:: Source extract

So far so good.  Until people started to get mysterious warnings about filenames when they got the latest code and data through our source control system.  They were just warnings - they weren’t preventing anybody from working - but it was definitely something that we didn’t want to stick around.

These vzory tracks were tracked down as the culprit.  It turns out that our source control system doesn’t like it if you check in files with an octothorpe (‘#’, sometimes called a pound sign, hash mark, hash tag, number sign, or various other things) in the filename.  It will accept them, but complain loudly.  It turns out that our composer named the directory and matching files for the vzory tracks in the key of A sharp with the name “A#” - naturally!  (The other sharp keys were set up this way as well.)

The source control system was most displeased with this choice.

Renaming the files wasn’t enough, because FMOD keeps track of file and directory metadata in XML files - each one with a GUID (a sequence of letters, numbers, and dashes) as the filename.

Once again, code to the rescue.  This time it was a program written in C# (ironically) that would iterate over all of the files and subdirectories in the given path, find ones with an octothorpe in the name, and rename them to replace the ‘#’ with the word ‘sharp’.  So, ‘A#’ became ‘Asharp’.  Then it would iterate over the XML files in the path, find any that had an octothorpe in the file contents (which were therefore metadata about the files or directories that had been renamed), and replace the ‘#’ in that line with the word ‘sharp’.

Other than telling our folks “don’t do that”, there’s not much that we had to do to prevent this from happening again.  This time we kept the source code, so if we make that particular mistake again then the tool to fix it is ready at hand.

POFixer


Localization and internationalization are important parts of any game project.  We use the Unreal engine, which has a suite of localization tools built-in.  By using a particular data structure in our data files, Unreal can find all of the localized lines in the game.  We can then export them into a standardized format called a “portable object” (.po) file, used by the GNU gettext tools, among others.

This is a format that our translators have tools to deal with.  They grab the files, translate the lines, and send them back.  We can then import them to a particular locale and then Unreal will render the text.  All very neat, so long as you color within the lines and follow the way that Unreal expects you to work.

::::
:: Record extracts

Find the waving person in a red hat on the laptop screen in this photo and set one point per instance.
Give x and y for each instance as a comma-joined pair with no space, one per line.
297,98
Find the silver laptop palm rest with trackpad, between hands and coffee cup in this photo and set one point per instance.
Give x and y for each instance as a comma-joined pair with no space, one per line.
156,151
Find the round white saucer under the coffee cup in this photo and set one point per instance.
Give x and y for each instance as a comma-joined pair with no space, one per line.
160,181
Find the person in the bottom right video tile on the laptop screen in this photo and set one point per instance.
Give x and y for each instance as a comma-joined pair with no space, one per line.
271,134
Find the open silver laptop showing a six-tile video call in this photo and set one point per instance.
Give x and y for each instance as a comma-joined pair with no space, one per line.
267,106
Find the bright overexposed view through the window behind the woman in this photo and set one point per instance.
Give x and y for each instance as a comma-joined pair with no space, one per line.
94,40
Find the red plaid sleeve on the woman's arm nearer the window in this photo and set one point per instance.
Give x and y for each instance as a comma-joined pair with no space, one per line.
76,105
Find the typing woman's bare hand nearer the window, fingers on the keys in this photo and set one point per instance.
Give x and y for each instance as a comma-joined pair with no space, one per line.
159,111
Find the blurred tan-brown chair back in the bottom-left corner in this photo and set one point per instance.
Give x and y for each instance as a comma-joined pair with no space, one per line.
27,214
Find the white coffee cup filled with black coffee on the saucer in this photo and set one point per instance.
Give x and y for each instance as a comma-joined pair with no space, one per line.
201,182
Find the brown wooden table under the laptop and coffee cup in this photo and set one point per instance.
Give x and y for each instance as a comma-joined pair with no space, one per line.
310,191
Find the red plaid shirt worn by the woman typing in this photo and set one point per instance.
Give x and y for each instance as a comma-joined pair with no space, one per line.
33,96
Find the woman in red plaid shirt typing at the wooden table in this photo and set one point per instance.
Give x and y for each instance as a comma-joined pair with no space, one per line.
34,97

::::

◆ **Task to carry out**: Write out the full excerpt about renaming files and localization word for word. This material comes from a different source than the excerpt.

◆ **Solved problem**:
So far so good.  Until people started to get mysterious warnings about filenames when they got the latest code and data through our source control system.  They were just warnings - they weren’t preventing anybody from working - but it was definitely something that we didn’t want to stick around.

These vzory tracks were tracked down as the culprit.  It turns out that our source control system doesn’t like it if you check in files with an octothorpe (‘#’, sometimes called a pound sign, hash mark, hash tag, number sign, or various other things) in the filename.  It will accept them, but complain loudly.  It turns out that our composer named the directory and matching files for the vzory tracks in the key of A sharp with the name “A#” - naturally!  (The other sharp keys were set up this way as well.)

The source control system was most displeased with this choice.

Renaming the files wasn’t enough, because FMOD keeps track of file and directory metadata in XML files - each one with a GUID (a sequence of letters, numbers, and dashes) as the filename.

Once again, code to the rescue.  This time it was a program written in C# (ironically) that would iterate over all of the files and subdirectories in the given path, find ones with an octothorpe in the name, and rename them to replace the ‘#’ with the word ‘sharp’.  So, ‘A#’ became ‘Asharp’.  Then it would iterate over the XML files in the path, find any that had an octothorpe in the file contents (which were therefore metadata about the files or directories that had been renamed), and replace the ‘#’ in that line with the word ‘sharp’.

Other than telling our folks “don’t do that”, there’s not much that we had to do to prevent this from happening again.  This time we kept the source code, so if we make that particular mistake again then the tool to fix it is ready at hand.

POFixer


Localization and internationalization are important parts of any game project.  We use the Unreal engine, which has a suite of localization tools built-in.  By using a particular data structure in our data files, Unreal can find all of the localized lines in the game.  We can then export them into a standardized format called a “portable object” (.po) file, used by the GNU gettext tools, among others.

This is a format that our translators have tools to deal with.  They grab the files, translate the lines, and send them back.  We can then import them to a particular locale and then Unreal will render the text.  All very neat, so long as you color within the lines and follow the way that Unreal expects you to work.